**What the task asks**
Answer these questions using the text on state and local government revenue:
1. What share of property taxes did local governments collect in 1988?
2. About how much federal aid did state and local governments receive in the first half of 1992?
3. By 1988, what percentage of all grants to localities came from states?
[[ Extracted text open ]]
Among the components of total receipts, state and local personal tax and nontax receipts rose from about 1 percent of GDP following World War Il to 2.5 percent in the late 1980s (chart 4, lower panel); indeed, these receipts increased from around 16 percent of state and local revenue (excluding contributions to social insurance funds) in the late 1970s to more than 20 percent a decade later. Among indirect business taxes, sales and excise tax receipts as a percentage of GDP moved up until the early 1970s and then stabilized at just over 3 percent of GDP. Profits tax receipts of state and local governments (not shown) remained at a very low level as a percentage of GDP throughout the period. State and local property tax collections as a share of GDP rose until 1971 and then began a decline that was accelerated later that decade by a wave of tax revolts in many states. The trend was reversed in the late 1980s, and since then there has been a small, but steady, pickup in property taxes as a share of GDP.

For the most part, state and local governments rely on different sources of revenue. Most property tax revenue is collected by local governments, and most income and sales taxes are paid to state governments. For example, in 1988, the most recent year for which separate data are available, state governments collected 86 percent of personal income and sales taxes, while local governments collected 97 percent of property taxes.

Grants

Federal aid to state and local governments totaled nearly $170 billion in the first half of 1992, accounting for more than 20 percent of their revenues, excluding social insurance funds. About 12 percent of the federal aid was earmarked for highways, mass transit, and waste treatment and was spent by state and local governments primarily on construction. Around half was for Medicaid and other public assistance programs, especially AFDC. The remainder covered a wide range of special programs, from disaster assistance to aid for vocational and adult education.

The postwar growth of federal aid to state and local governments was suspended in 1980, largely reflecting the scaling back and eventual elimination of revenue sharing.(4) Federal aid as a share of state and local revenue (excluding social insurance funds) fell from 27 percent in 1980 to 19 percent in 1989 (chart 5, upper panel); over the same period, federal grants to state and local governments as a percentage of GDP slipped from 3 1/4 percent to 2 3/4 percent. Indeed, federal support actually declined in nominal terms, from nearly $89 billion in 1980 to $84 billion just two years later. The reduction in federal aid was felt by both state and local governments. In 1975, 30 percent of state revenue came from federal grants, but by the end of the 1980s the figure had slipped to 24 percent. The decline was more dramatic for local governments: The federal contribution to local revenue fell from 13 percent in 1978 to 4 percent in 1988 (chart 5, lower panel).

The sharp cutback in federal aid to state governments did not lead to an immediate reduction in state aid to local governments during the 1980s. Indeed, state aid held up well, and throughout the 1980s state grants continued to represent around 36 percent of local revenue, about the same as during the 1970s. State grants as a percentage of all grants to localities increased from 73 percent in 1978 to 91 percent by 1988. That year, states provided local governments with $145 billion in aid, two-thirds of which was intended to support primary and secondary education. Other programs receiving significant contributions were higher education, highways, hospitals, and welfare and social services. However, state support has been slipping in the past few years, as many states, as part of their budget-balancing efforts, have reduced aid to local governments and to school districts. For example, more than half the respondents to an early 1992 survey of the 100 most populous counties reported reduced aid from states.(5)
[[ Extracted text closed ]]
[[ Supplied entries open ]]
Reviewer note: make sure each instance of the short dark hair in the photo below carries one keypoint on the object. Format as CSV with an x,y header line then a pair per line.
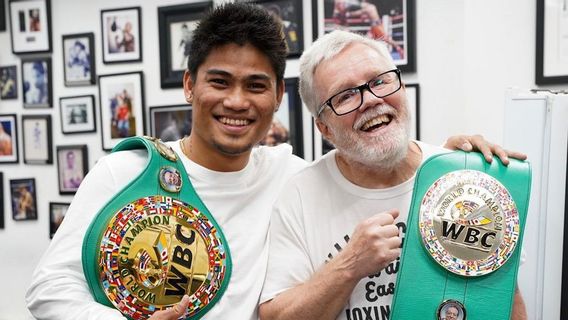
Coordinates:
x,y
239,23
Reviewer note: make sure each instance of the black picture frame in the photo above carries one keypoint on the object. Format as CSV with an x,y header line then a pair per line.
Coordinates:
x,y
24,199
176,25
8,83
287,125
115,91
401,36
121,31
30,26
550,68
170,123
37,86
2,198
8,138
57,211
72,167
37,137
77,114
79,59
291,13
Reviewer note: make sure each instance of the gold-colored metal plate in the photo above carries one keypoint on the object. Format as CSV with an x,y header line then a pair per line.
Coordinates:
x,y
469,223
155,250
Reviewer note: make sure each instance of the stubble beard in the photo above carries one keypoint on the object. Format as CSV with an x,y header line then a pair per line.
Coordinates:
x,y
384,151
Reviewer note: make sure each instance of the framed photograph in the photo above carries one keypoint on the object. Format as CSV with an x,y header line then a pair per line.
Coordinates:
x,y
77,114
79,59
36,82
287,123
176,26
57,211
121,35
8,82
170,123
8,138
392,21
30,26
551,42
23,196
2,199
37,139
122,107
72,166
291,14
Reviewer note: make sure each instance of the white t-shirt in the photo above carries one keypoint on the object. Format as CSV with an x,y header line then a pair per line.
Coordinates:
x,y
241,203
313,221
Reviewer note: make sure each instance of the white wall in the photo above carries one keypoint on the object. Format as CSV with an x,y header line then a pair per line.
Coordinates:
x,y
468,52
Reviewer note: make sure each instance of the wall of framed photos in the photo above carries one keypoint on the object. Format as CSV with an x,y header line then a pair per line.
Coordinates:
x,y
466,53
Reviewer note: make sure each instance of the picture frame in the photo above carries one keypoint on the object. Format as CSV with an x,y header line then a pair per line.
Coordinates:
x,y
36,82
79,59
8,83
2,199
24,199
170,123
37,139
57,211
30,26
77,114
8,138
121,35
551,38
121,99
396,24
72,167
287,125
290,12
176,25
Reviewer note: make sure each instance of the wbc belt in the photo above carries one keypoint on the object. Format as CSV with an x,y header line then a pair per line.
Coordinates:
x,y
155,241
462,249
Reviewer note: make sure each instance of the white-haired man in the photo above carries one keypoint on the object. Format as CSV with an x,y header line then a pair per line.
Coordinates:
x,y
336,232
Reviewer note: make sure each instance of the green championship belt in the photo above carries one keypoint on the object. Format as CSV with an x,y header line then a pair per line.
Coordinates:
x,y
462,249
155,242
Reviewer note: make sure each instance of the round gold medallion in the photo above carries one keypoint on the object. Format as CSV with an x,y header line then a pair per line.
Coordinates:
x,y
155,250
469,223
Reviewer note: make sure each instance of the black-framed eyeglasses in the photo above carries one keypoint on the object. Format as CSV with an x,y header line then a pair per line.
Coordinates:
x,y
351,99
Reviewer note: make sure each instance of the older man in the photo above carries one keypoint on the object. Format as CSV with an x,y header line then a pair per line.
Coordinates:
x,y
337,230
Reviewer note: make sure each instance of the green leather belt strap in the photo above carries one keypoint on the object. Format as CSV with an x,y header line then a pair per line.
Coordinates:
x,y
423,284
146,184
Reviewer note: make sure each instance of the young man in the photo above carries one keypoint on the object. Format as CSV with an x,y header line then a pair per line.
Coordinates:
x,y
335,240
235,84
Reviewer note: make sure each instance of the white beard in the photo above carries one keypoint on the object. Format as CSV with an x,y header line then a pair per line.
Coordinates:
x,y
384,151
[[ Supplied entries closed ]]
**Response to the task**
1. 97 percent
2. Nearly $170 billion
3. 91 percent